**Record excerpts:**
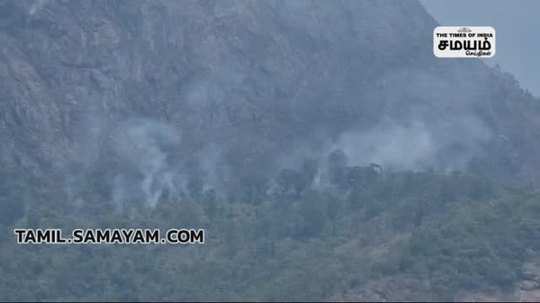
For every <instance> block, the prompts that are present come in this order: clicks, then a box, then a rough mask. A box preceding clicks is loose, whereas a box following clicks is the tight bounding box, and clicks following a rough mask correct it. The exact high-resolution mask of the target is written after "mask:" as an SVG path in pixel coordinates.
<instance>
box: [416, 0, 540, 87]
mask: <svg viewBox="0 0 540 303" xmlns="http://www.w3.org/2000/svg"><path fill="white" fill-rule="evenodd" d="M421 2H422V3H423V4H424V6H425V7H426V9H427V10H428V12H429V13H431V15H432V16H433V17H434V18H435V19H436V20H437V21H438V22H439V23H440V24H441V25H448V26H452V25H458V26H459V25H471V26H474V25H476V26H493V27H494V28H495V31H496V33H497V50H496V53H495V56H494V57H493V58H492V59H484V60H486V62H488V63H489V64H490V65H491V64H497V63H498V64H499V65H500V66H501V68H502V69H503V70H504V71H508V72H510V73H512V74H514V76H515V77H516V78H517V79H518V80H519V82H520V83H521V86H522V87H523V88H525V89H528V90H529V91H530V92H531V93H532V94H534V95H535V96H540V58H539V56H540V0H520V1H516V0H454V1H445V0H421Z"/></svg>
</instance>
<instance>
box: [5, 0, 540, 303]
mask: <svg viewBox="0 0 540 303" xmlns="http://www.w3.org/2000/svg"><path fill="white" fill-rule="evenodd" d="M436 25H437V23H436V21H435V20H433V18H432V17H431V16H429V15H428V14H427V12H426V11H425V10H424V8H423V7H422V5H421V4H420V3H418V2H417V1H390V0H389V1H197V2H191V1H160V0H156V1H138V0H135V1H91V2H88V1H62V0H58V1H47V0H39V1H9V0H7V1H6V0H1V1H0V45H1V48H0V49H1V52H0V142H2V144H1V146H0V176H2V179H1V181H0V183H2V184H1V185H2V187H0V188H1V189H2V192H0V194H2V200H0V201H2V205H3V208H4V210H5V211H4V215H2V220H1V222H0V223H1V224H3V226H6V227H10V226H13V224H19V225H20V224H23V223H28V224H29V222H34V221H32V220H30V218H36V217H39V216H41V215H43V214H44V213H49V212H55V211H56V212H58V213H56V214H54V215H52V214H51V216H52V217H51V218H56V219H51V220H53V221H51V222H56V223H57V224H60V225H62V226H66V225H67V226H70V225H69V224H68V223H66V222H68V221H70V220H73V218H77V219H78V220H81V222H86V223H84V224H90V222H93V223H92V224H96V222H101V223H103V221H101V220H102V219H99V220H98V221H95V220H96V219H95V218H102V217H103V216H108V215H109V214H110V213H114V214H115V215H118V216H120V218H124V217H122V216H124V215H125V212H129V210H130V209H131V208H137V207H139V205H144V206H145V207H149V208H150V209H151V210H152V211H159V209H160V207H168V206H166V205H167V201H169V202H170V201H173V200H178V201H184V200H190V201H191V200H199V199H201V200H202V199H206V200H212V201H214V200H213V199H211V198H209V197H210V196H211V195H216V197H217V199H218V200H220V201H229V202H230V201H238V202H242V203H244V202H245V203H247V205H262V206H242V207H239V209H240V210H235V211H232V212H233V213H235V212H236V211H249V209H251V207H265V206H264V205H265V202H264V201H266V200H272V199H271V198H269V197H270V196H272V195H274V194H275V193H276V192H279V191H280V190H284V188H285V189H286V190H287V191H289V192H290V196H293V197H295V198H290V197H289V198H287V199H300V198H301V197H300V196H302V195H303V194H301V192H304V191H308V189H311V190H326V188H331V189H330V191H332V190H336V191H338V192H340V191H342V192H341V194H338V196H339V197H340V198H339V199H345V198H344V196H343V195H345V194H344V193H343V192H346V194H347V195H349V194H351V192H354V190H352V189H351V188H350V187H347V186H349V185H350V184H349V183H350V182H349V183H347V182H348V181H336V180H342V179H343V180H345V179H344V178H349V179H347V180H350V178H352V177H351V176H357V177H358V176H364V175H363V173H364V171H363V170H362V168H366V167H368V166H369V165H370V164H371V166H369V167H371V168H374V167H379V168H382V170H383V171H384V172H387V173H388V174H390V175H392V174H394V173H395V174H398V175H399V174H400V173H401V172H403V171H413V172H416V173H422V172H430V173H433V174H435V175H438V174H442V175H446V174H458V175H459V174H460V173H464V174H466V175H469V174H470V175H474V176H479V177H481V178H484V179H485V182H487V183H490V182H494V183H495V184H505V185H511V186H532V187H533V188H534V187H535V186H537V185H538V183H539V180H540V174H539V173H538V172H539V171H540V169H539V168H540V158H539V157H538V156H537V155H538V154H539V152H540V143H538V140H536V139H537V138H538V137H539V135H540V107H539V105H538V104H539V103H538V101H539V100H538V99H537V98H534V97H533V96H532V95H531V94H530V93H528V92H527V91H525V90H523V89H521V88H520V86H519V83H517V81H515V80H514V79H513V77H512V76H511V75H509V74H507V73H504V72H503V71H501V70H499V69H497V68H491V67H488V66H487V65H485V64H484V63H483V62H482V61H481V60H477V59H471V60H456V59H439V58H436V57H434V56H433V54H432V45H431V44H432V31H433V28H434V27H435V26H436ZM328 159H330V160H329V161H327V160H328ZM331 159H334V160H335V161H334V160H331ZM340 159H341V160H340ZM332 161H334V162H332ZM340 161H341V162H340ZM332 163H334V164H336V163H337V164H336V165H335V167H334V166H332V165H333V164H332ZM339 163H343V164H339ZM336 167H337V168H339V169H336ZM348 168H350V169H351V170H350V171H349V170H347V169H348ZM340 169H341V170H340ZM354 169H356V170H354ZM340 172H342V173H340ZM340 178H341V179H340ZM355 178H356V177H355ZM358 178H363V177H358ZM449 178H452V177H449ZM332 180H333V181H332ZM450 180H453V179H450ZM295 182H296V183H295ZM351 182H352V183H354V182H356V181H354V180H353V181H351ZM384 182H387V181H384ZM384 182H383V183H384ZM388 182H390V181H388ZM392 182H393V181H392ZM392 182H390V183H388V184H393V183H392ZM396 182H397V181H396ZM441 182H442V183H441V184H443V183H444V182H446V181H441ZM448 182H450V181H448ZM482 182H484V181H482ZM482 182H480V183H479V184H484V183H482ZM293 183H294V184H295V185H294V186H292V185H291V184H293ZM338 183H339V184H341V185H339V184H338ZM345 183H347V184H349V185H343V184H345ZM336 184H337V187H338V189H335V188H334V189H332V188H333V186H334V185H336ZM384 184H387V183H384ZM444 184H446V183H444ZM475 184H476V183H475ZM340 186H341V187H342V188H340ZM441 186H442V185H441ZM479 186H480V185H479ZM482 186H483V185H482ZM353 187H354V186H353ZM373 190H374V191H376V190H375V189H373ZM357 194H359V195H360V193H358V192H357ZM203 197H204V198H203ZM299 197H300V198H299ZM362 197H363V196H362ZM467 197H468V196H467ZM469 198H470V199H480V200H482V199H487V198H485V197H483V196H481V197H476V196H474V197H469ZM469 198H467V199H469ZM280 199H281V198H280ZM283 199H285V198H283ZM336 199H337V198H336ZM384 199H386V200H387V198H384ZM384 199H383V200H384ZM388 199H389V198H388ZM415 201H416V200H415ZM186 203H187V202H186ZM134 205H135V206H134ZM300 205H302V204H300ZM44 207H45V208H44ZM47 207H49V210H47ZM194 207H195V206H194ZM197 207H198V206H197ZM197 207H195V209H198V208H197ZM227 207H228V206H227ZM227 207H225V208H227ZM243 207H247V208H248V210H245V209H243ZM233 209H236V208H234V207H233ZM134 211H135V212H137V211H140V210H134ZM197 211H201V210H197ZM197 211H196V212H197ZM207 211H208V210H207ZM315 213H317V211H315ZM235 214H236V215H232V214H231V216H233V217H235V218H236V216H238V214H237V213H235ZM133 216H134V217H133ZM194 216H196V215H194ZM246 216H247V215H246ZM68 217H69V219H67V218H68ZM239 217H240V218H237V219H238V220H244V219H242V216H239ZM114 218H115V220H116V219H118V220H124V219H125V218H124V219H120V218H117V217H114ZM131 218H137V215H132V217H131ZM348 218H349V219H351V218H354V217H348ZM214 219H215V218H214ZM222 219H223V218H221V219H215V220H218V221H219V220H222ZM29 220H30V221H29ZM111 220H112V219H111ZM134 220H135V221H134V222H140V221H137V220H136V219H134ZM186 220H187V219H186ZM245 220H248V221H249V218H247V219H245ZM269 220H270V219H269ZM449 220H450V219H449ZM143 221H144V220H143ZM36 222H39V220H38V221H36ZM51 222H49V223H48V224H51ZM111 222H115V221H114V220H112V221H111ZM250 222H251V221H250ZM109 223H110V222H109ZM224 224H225V223H224ZM382 226H384V225H382ZM231 228H233V227H231ZM381 228H382V227H381ZM233 229H234V228H233ZM224 236H226V235H224ZM391 238H392V237H390V236H389V237H388V238H385V239H387V240H388V239H391ZM6 241H7V240H6ZM5 245H7V244H5ZM11 249H15V248H11ZM97 254H99V252H98V253H97ZM112 254H114V253H112ZM115 256H117V255H115ZM40 266H41V265H40ZM332 270H333V269H332ZM157 274H158V275H159V274H160V273H159V272H158V273H157ZM64 278H65V277H64ZM233 280H234V279H233ZM234 281H236V280H234ZM512 281H513V280H512ZM186 283H188V284H189V283H190V280H189V279H188V280H186ZM239 283H240V282H239ZM276 283H277V282H276ZM355 283H356V282H355ZM357 283H360V282H359V281H357ZM355 285H356V284H355ZM112 291H113V292H115V291H116V289H114V290H112ZM149 294H150V297H151V294H152V292H151V291H149ZM147 295H148V294H147ZM222 295H223V294H222ZM236 295H238V293H236ZM325 295H328V297H331V296H332V295H333V294H327V293H325ZM66 296H67V297H70V296H75V295H73V294H71V295H66ZM104 296H105V297H106V296H107V295H106V294H104ZM171 296H172V298H174V295H171ZM127 297H129V295H128V296H127ZM142 297H145V296H142ZM146 297H147V296H146ZM233 297H235V296H233Z"/></svg>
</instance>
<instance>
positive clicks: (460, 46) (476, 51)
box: [433, 26, 495, 58]
mask: <svg viewBox="0 0 540 303" xmlns="http://www.w3.org/2000/svg"><path fill="white" fill-rule="evenodd" d="M433 54H434V55H435V56H436V57H438V58H491V57H493V56H494V55H495V29H494V28H493V27H491V26H437V27H436V28H435V29H434V30H433Z"/></svg>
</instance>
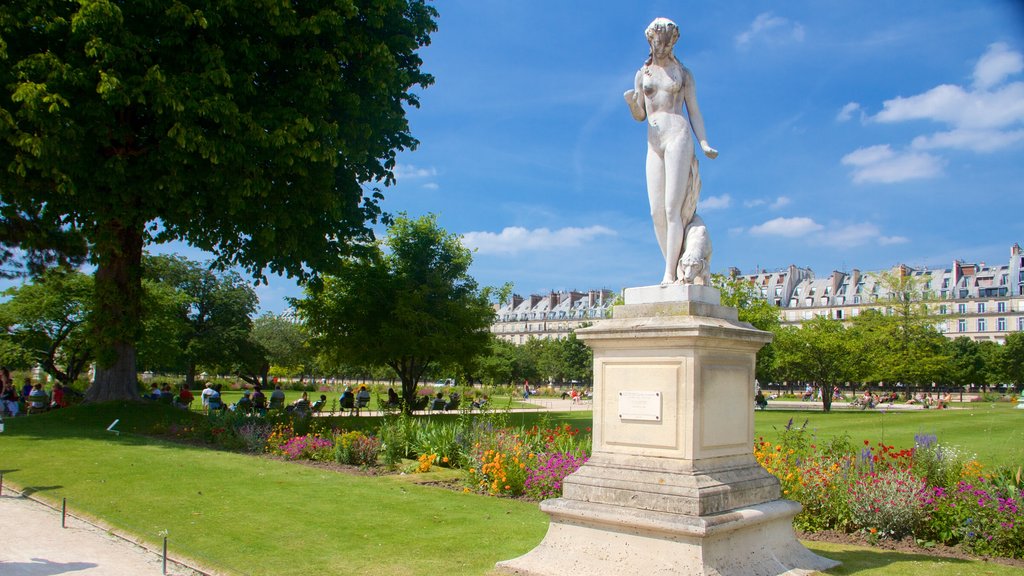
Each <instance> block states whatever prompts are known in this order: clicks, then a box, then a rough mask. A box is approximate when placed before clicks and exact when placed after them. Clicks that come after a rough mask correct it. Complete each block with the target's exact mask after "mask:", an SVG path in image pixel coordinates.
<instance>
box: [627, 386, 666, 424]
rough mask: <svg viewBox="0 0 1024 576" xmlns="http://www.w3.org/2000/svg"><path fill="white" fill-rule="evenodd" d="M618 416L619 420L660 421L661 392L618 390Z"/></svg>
mask: <svg viewBox="0 0 1024 576" xmlns="http://www.w3.org/2000/svg"><path fill="white" fill-rule="evenodd" d="M618 418H620V419H621V420H647V421H657V422H659V421H662V393H658V392H636V390H624V392H620V393H618Z"/></svg>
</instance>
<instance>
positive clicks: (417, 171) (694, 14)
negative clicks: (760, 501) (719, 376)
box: [266, 0, 1024, 304]
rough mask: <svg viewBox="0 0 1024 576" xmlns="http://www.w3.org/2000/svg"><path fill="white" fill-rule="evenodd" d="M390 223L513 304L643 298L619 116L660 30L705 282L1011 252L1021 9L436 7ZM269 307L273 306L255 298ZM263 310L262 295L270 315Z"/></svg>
mask: <svg viewBox="0 0 1024 576" xmlns="http://www.w3.org/2000/svg"><path fill="white" fill-rule="evenodd" d="M436 7H437V9H438V11H439V12H440V17H439V19H438V26H439V30H438V32H437V33H436V34H435V35H434V37H433V43H432V45H431V46H430V47H428V48H427V49H426V50H424V52H423V56H424V59H425V68H426V70H427V71H429V72H430V73H431V74H433V75H434V76H435V78H436V83H435V84H434V85H433V86H432V87H430V88H429V89H427V90H425V91H424V92H423V93H422V108H421V109H420V110H416V111H413V112H412V113H411V114H410V119H411V124H412V129H413V133H414V135H415V136H416V137H418V138H419V139H420V142H421V143H420V147H419V149H418V150H417V151H415V152H411V153H406V154H402V155H401V156H400V158H399V166H398V183H397V186H396V187H394V188H393V189H391V190H387V191H385V197H386V201H385V204H384V205H385V209H387V210H389V211H407V212H409V213H410V214H413V215H419V214H422V213H425V212H434V213H437V214H438V216H439V221H440V223H441V225H443V227H444V228H445V229H446V230H449V231H450V232H454V233H458V234H461V235H464V237H465V242H466V243H467V245H469V246H471V247H473V248H474V249H475V250H476V253H475V257H474V265H473V274H474V276H475V277H476V278H477V280H478V281H479V282H480V283H481V284H489V285H497V284H501V283H503V282H506V281H509V282H512V283H514V285H515V289H516V291H517V292H519V293H522V294H527V293H535V292H536V293H544V292H547V291H549V290H564V289H583V290H586V289H590V288H609V289H612V290H618V289H621V288H623V287H627V286H643V285H649V284H655V283H657V282H658V281H659V280H660V275H662V265H663V264H662V256H660V252H659V251H658V248H657V244H656V242H655V239H654V235H653V232H652V230H651V224H650V217H649V214H648V207H647V201H646V190H645V183H644V156H645V154H646V139H645V138H646V127H645V125H644V124H642V123H639V122H636V121H634V120H633V119H632V118H631V117H630V114H629V111H628V109H627V107H626V105H625V102H624V101H623V96H622V94H623V92H624V91H625V90H627V89H629V88H631V87H632V83H633V76H634V74H635V73H636V71H637V69H638V68H639V67H640V66H641V65H642V64H643V60H644V58H645V57H646V55H647V43H646V40H645V38H644V35H643V32H644V29H645V28H646V26H647V25H648V24H649V23H650V20H651V19H653V18H654V17H656V16H666V17H669V18H671V19H673V20H675V22H676V23H677V24H678V25H679V27H680V30H681V38H680V40H679V42H678V44H677V46H676V54H677V56H678V57H679V58H680V59H681V60H682V61H683V63H684V65H685V66H687V68H689V69H690V71H691V72H692V74H693V76H694V78H695V81H696V89H697V98H698V100H699V105H700V109H701V112H702V115H703V119H705V124H706V126H707V131H708V137H709V141H710V143H711V145H712V146H713V147H715V148H717V149H718V151H719V152H720V156H719V158H718V159H717V160H714V161H711V160H707V159H701V177H702V180H703V190H702V193H701V205H700V207H699V208H698V213H700V214H701V215H702V217H703V218H705V220H706V221H707V223H708V228H709V231H710V233H711V235H712V241H713V244H714V257H713V261H712V268H713V270H714V271H715V272H725V271H727V270H728V269H729V268H730V266H736V268H738V269H740V270H741V271H743V272H754V271H755V270H756V269H757V268H762V269H769V270H773V269H779V268H784V266H787V265H788V264H791V263H795V264H797V265H800V266H809V268H811V269H813V270H814V271H815V273H816V274H817V275H827V274H829V273H830V272H831V271H833V270H850V269H853V268H859V269H860V270H881V269H886V268H889V266H892V265H894V264H896V263H900V262H904V263H908V264H911V265H929V266H948V265H950V263H951V262H952V260H953V259H954V258H959V259H965V260H969V261H987V262H989V263H994V262H1006V260H1008V259H1009V249H1010V246H1011V245H1012V244H1013V243H1014V242H1021V243H1024V183H1022V182H1024V55H1022V54H1024V7H1022V4H1021V3H1020V2H1017V1H1008V2H994V1H988V2H983V1H978V2H958V1H935V0H928V1H919V0H904V1H900V2H878V3H864V2H854V1H819V0H815V1H791V2H784V3H768V2H754V1H750V2H743V1H739V2H701V3H697V2H620V1H607V0H600V1H594V2H589V3H585V4H581V3H575V2H572V3H570V2H558V1H556V2H551V1H545V2H540V1H534V0H525V1H517V2H488V1H468V0H467V1H459V0H457V1H443V2H438V3H437V4H436ZM267 295H268V296H269V291H267ZM266 301H267V303H268V304H269V298H266Z"/></svg>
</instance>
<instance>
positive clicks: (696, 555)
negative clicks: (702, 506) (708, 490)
mask: <svg viewBox="0 0 1024 576" xmlns="http://www.w3.org/2000/svg"><path fill="white" fill-rule="evenodd" d="M542 509H544V511H546V512H547V513H549V515H550V516H551V525H550V527H549V528H548V534H547V535H546V536H545V537H544V540H543V541H542V542H541V543H540V544H539V545H538V546H537V547H536V548H534V549H532V550H530V551H529V552H527V553H526V554H524V556H521V557H519V558H517V559H513V560H509V561H506V562H501V563H499V564H498V568H499V569H501V570H502V571H503V572H504V573H506V574H517V575H523V576H577V575H579V574H588V575H602V574H607V575H615V576H669V575H683V574H685V575H700V576H779V575H783V574H785V575H805V574H811V573H813V572H815V571H821V570H827V569H829V568H833V567H835V566H839V563H838V562H836V561H831V560H828V559H825V558H822V557H819V556H816V554H814V553H813V552H811V551H810V550H808V549H807V548H805V547H804V546H803V545H802V544H801V543H800V542H799V541H797V538H796V535H795V534H794V532H793V518H794V517H795V516H796V515H797V512H799V511H800V504H798V503H796V502H792V501H790V500H774V501H771V502H766V503H763V504H758V505H756V506H750V507H746V508H739V509H735V510H730V511H728V512H724V513H720V515H713V516H708V517H690V516H684V515H670V513H664V512H650V511H646V510H637V509H631V508H624V507H620V506H609V505H606V504H595V503H591V502H580V501H575V500H566V499H562V498H560V499H556V500H548V501H545V502H543V503H542Z"/></svg>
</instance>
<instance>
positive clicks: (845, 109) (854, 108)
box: [836, 102, 864, 122]
mask: <svg viewBox="0 0 1024 576" xmlns="http://www.w3.org/2000/svg"><path fill="white" fill-rule="evenodd" d="M854 112H860V117H861V118H863V117H864V111H863V110H861V108H860V105H859V104H857V102H849V104H847V105H846V106H844V107H843V109H842V110H840V111H839V114H837V115H836V120H837V121H839V122H846V121H848V120H850V119H851V118H853V113H854Z"/></svg>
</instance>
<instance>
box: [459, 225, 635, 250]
mask: <svg viewBox="0 0 1024 576" xmlns="http://www.w3.org/2000/svg"><path fill="white" fill-rule="evenodd" d="M600 236H615V232H614V231H613V230H611V229H608V228H605V227H602V225H592V227H587V228H563V229H559V230H554V231H552V230H549V229H546V228H539V229H535V230H527V229H525V228H521V227H509V228H506V229H504V230H503V231H501V232H500V233H497V234H496V233H493V232H467V233H466V234H464V235H463V237H462V240H463V243H464V244H465V245H466V247H467V248H470V249H473V250H476V251H477V252H479V253H480V254H504V255H515V254H519V253H521V252H532V251H538V250H558V249H561V248H577V247H580V246H582V245H584V244H585V243H587V242H590V241H591V240H594V239H595V238H597V237H600Z"/></svg>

**Your objective:**
Each line above with the word "block" must be returned.

**Output for this task:**
For every <instance> block, the prompts that are present come in this order: clicks, then a box, then a rough mask. A box preceding clicks is loose, whereas a box following clicks is the tight bounding box, and clicks following a rough mask correct it. The exact high-resolution mask of the target is written after "mask:" as an SVG path in pixel coordinates.
Each <instance> block states whatever prompts are known in this order: clicks, then a box, then a rough mask. A box is approximate when placed before clicks and exact when placed after them. Clicks that come after a rough mask correct it. Complete each block with the target's exact mask after "mask:", an SVG path in image pixel coordinates.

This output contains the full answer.